### TASK LIST
1. Reproduce everything in the passage on the 2013 Lions tour from "The Lions won the test" down to "Melbourne and Sydney.".
2. Answer these questions from the passage on the 2013 Lions tour.
(a) In what city did the Lions play the Barbarians?
(b) Who scored the only try of the second test?
(c) How many Welshmen were in the Lions' starting team for the third test?

### EXCERPT PROVIDED
The 2013 British & Irish Lions tour to Australia was a rugby union tour during June and July 2013. The British & Irish Lions played ten matches - a three-test series against Australia, and matches against the five Australian Super Rugby sides, a Combined New South Wales–Queensland Country team, and a match en route to Australia against the Barbarians.

The Lions won the test series 2–1. The first test was won by the Lions 23–21, the second by Australia 16–15, and the final test by the Lions 41–16. The victory was the Lions' first test series win since defeating South Africa in 1997. Aside from the second test, the Lions' only loss was 14–12 to the Brumbies in Canberra.

Wales head coach Warren Gatland was the Lions' head coach, and their tour captain was Sam Warburton.

Schedule
Ahead of the tour of Australia, the Lions played the Barbarians in Hong Kong on 1 June to mark the 125th anniversary of the first Lions tour. They then played the five Australian Super Rugby teams, a Combined Country team and three tests in Brisbane, Melbourne and Sydney.

Notes: Bold denotes the winner of each match.

Test series
The Lions won the best-of-three test series 2–1, after a convincing victory in the deciding third test followed narrow victories for both teams in the preceding two matches. The teams competed for the Tom Richards Cup, which was first presented in 2001, the last time the Lions toured the country. Australia won the 2001 test series 2–1. Before the start of the 2013 series, the Lions had won 15 of their 20 tests against Australia dating back to 1899.

First test
The Lions won the first test 23–21. Australia's Christian Lealiifano, making his debut, had to be replaced after just 52 seconds when he was knocked out attempting to tackle Jonathan Davies. Australia recovered from that setback to score the opening try, Israel Folau scoring on his debut with a sprint to the line after a chip through by scrum-half Will Genia. George North then added to a Leigh Halfpenny penalty with a try of his own, evading Pat McCabe and James O'Connor on his way to the line. He might have had a second a few minutes later, but the television match official deemed him to have been in touch before grounding the ball, meaning that the Lions had to settle for another penalty. Instead it was Folau who picked up a second try, beating Johnny Sexton and Halfpenny to cut the Lions' lead to a single point at half-time.

After two more Australian backs – Berrick Barnes and McCabe – suffered injuries, Michael Hooper had to move into the centres, and Liam Gill took his place in the back row. The Lions took advantage of Hooper's unfamiliar position and Alex Cuthbert scored under the posts. An exchange of penalties left Australia within two points of the Lions going into the last five minutes. Kurtley Beale had two late penalty opportunities for Australia, but missed twice, slipping as he made his second attempt with the last kick of the game.

Second test
Australia won a close game. Leigh Halfpenny's penalty kicking gave the Lions the lead, but the Wallabies scored the only try of the game through Adam Ashley-Cooper in the 74th minute, eventually winning 16–15. In the last minute of the game, a Leigh Halfpenny penalty kick that would have won the game for the Lions dropped short of the posts, meaning that the series would be decided by the final test.

Third test
The Lions made six changes to their starting team. Tour captain Sam Warburton and 2009 captain Paul O'Connell were both injured. Pre-game controversy focused on the decision of the Lions coaches to drop experienced centre Brian O'Driscoll, who had been widely expected to take over the captaincy, in favour of the Welsh combination of Jamie Roberts and Jonathan Davies. The Lions' starting team included 10 Welshmen in all. Australia were unchanged except for the selection of George Smith, returning from international retirement, at openside flanker.

### RECORD SET
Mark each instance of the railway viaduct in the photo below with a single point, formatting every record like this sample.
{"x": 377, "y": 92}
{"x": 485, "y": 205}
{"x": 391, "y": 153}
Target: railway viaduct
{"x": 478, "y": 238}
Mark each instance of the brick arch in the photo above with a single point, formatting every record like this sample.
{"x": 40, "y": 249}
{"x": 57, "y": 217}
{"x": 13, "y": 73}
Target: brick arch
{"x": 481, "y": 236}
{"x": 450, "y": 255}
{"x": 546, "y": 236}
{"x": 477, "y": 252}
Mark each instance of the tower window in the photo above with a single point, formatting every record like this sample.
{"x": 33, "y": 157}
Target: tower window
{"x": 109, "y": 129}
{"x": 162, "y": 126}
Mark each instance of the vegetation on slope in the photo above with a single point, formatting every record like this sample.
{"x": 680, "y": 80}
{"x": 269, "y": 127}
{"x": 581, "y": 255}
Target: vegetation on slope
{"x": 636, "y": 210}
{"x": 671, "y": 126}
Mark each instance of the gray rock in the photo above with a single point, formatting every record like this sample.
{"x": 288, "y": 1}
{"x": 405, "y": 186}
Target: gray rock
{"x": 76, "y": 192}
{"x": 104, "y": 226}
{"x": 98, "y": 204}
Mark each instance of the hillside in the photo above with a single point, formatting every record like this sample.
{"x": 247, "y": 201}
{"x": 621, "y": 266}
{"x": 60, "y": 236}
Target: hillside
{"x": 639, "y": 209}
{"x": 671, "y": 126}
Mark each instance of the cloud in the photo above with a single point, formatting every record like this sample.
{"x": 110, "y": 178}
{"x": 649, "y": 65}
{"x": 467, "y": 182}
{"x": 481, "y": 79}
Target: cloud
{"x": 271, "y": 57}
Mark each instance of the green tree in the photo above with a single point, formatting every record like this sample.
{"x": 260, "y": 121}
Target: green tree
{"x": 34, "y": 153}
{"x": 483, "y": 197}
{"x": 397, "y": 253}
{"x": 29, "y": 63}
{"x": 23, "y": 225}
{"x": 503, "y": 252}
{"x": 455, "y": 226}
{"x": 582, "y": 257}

### LIST OF SOLUTIONS
1.
The Lions won the test series 2–1. The first test was won by the Lions 23–21, the second by Australia 16–15, and the final test by the Lions 41–16. The victory was the Lions' first test series win since defeating South Africa in 1997. Aside from the second test, the Lions' only loss was 14–12 to the Brumbies in Canberra.

Wales head coach Warren Gatland was the Lions' head coach, and their tour captain was Sam Warburton.

Schedule
Ahead of the tour of Australia, the Lions played the Barbarians in Hong Kong on 1 June to mark the 125th anniversary of the first Lions tour. They then played the five Australian Super Rugby teams, a Combined Country team and three tests in Brisbane, Melbourne and Sydney.

2.
(a) Hong Kong
(b) Adam Ashley-Cooper
(c) 10